* Task directions
Return every line in the rows below that contains the string "white". Case matters.
## Begin
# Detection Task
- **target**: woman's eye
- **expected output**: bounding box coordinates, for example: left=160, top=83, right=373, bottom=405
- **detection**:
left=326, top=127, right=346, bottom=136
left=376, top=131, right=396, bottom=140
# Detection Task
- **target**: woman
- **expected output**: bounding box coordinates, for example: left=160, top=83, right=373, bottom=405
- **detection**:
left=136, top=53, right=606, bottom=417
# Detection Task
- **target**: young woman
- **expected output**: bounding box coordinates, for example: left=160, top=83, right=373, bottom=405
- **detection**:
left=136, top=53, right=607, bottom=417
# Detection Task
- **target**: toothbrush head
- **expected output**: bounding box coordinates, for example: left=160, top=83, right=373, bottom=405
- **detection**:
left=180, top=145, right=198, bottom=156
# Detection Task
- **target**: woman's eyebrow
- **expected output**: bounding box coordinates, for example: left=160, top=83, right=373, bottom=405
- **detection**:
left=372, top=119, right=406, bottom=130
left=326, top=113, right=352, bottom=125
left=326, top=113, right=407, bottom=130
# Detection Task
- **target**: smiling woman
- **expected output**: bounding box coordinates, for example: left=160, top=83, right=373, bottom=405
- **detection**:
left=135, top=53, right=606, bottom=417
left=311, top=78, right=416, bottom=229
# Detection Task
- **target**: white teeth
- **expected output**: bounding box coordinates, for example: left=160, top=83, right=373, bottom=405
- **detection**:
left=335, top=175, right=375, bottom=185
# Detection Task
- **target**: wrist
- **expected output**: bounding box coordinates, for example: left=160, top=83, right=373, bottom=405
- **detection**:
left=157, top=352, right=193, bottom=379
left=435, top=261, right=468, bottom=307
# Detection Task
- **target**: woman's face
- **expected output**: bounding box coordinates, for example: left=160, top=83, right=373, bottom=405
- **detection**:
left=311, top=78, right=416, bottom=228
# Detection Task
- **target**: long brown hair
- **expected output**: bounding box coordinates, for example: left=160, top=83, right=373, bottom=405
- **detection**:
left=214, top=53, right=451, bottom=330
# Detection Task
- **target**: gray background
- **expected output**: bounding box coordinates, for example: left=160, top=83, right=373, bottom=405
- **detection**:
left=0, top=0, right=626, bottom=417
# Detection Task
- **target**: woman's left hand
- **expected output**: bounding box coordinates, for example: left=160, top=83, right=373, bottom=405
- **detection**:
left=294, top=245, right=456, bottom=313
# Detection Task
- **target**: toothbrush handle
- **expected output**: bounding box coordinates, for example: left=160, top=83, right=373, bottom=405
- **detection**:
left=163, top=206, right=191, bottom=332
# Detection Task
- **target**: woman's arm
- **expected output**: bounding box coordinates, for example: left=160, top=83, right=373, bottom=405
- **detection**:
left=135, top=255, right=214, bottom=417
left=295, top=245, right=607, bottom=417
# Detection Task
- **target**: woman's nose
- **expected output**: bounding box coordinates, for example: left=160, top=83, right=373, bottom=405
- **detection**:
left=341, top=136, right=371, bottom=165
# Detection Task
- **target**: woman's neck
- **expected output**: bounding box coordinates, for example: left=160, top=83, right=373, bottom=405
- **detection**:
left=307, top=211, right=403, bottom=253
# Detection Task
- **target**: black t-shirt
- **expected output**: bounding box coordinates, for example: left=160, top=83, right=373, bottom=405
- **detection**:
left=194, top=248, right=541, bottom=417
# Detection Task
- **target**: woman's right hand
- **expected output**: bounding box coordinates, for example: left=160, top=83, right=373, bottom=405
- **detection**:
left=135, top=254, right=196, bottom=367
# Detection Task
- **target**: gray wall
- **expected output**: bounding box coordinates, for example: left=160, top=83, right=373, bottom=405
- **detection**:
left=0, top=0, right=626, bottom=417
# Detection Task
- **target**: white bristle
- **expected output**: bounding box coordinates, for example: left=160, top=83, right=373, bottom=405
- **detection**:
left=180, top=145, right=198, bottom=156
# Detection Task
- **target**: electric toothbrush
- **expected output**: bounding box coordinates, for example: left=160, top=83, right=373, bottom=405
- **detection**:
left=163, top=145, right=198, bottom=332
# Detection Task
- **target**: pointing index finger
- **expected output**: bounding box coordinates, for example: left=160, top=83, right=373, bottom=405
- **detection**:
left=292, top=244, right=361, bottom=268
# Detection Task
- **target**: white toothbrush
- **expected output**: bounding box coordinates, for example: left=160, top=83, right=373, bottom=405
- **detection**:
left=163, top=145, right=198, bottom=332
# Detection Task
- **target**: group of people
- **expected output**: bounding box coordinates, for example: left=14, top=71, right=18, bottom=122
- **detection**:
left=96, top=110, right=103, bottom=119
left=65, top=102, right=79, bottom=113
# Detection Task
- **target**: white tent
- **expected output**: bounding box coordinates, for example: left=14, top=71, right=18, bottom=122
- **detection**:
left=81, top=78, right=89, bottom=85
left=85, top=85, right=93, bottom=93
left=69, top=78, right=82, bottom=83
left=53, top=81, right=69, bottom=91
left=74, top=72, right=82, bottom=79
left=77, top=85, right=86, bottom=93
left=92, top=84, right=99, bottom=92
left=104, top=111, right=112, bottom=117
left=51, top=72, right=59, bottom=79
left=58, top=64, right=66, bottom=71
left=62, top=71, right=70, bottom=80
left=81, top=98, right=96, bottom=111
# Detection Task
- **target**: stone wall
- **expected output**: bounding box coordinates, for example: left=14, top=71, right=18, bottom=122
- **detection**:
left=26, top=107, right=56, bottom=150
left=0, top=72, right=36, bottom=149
## End
* Complete response
- **target**: white teeth
- **target**: white bristle
- **target**: white toothbrush
- **target**: white tent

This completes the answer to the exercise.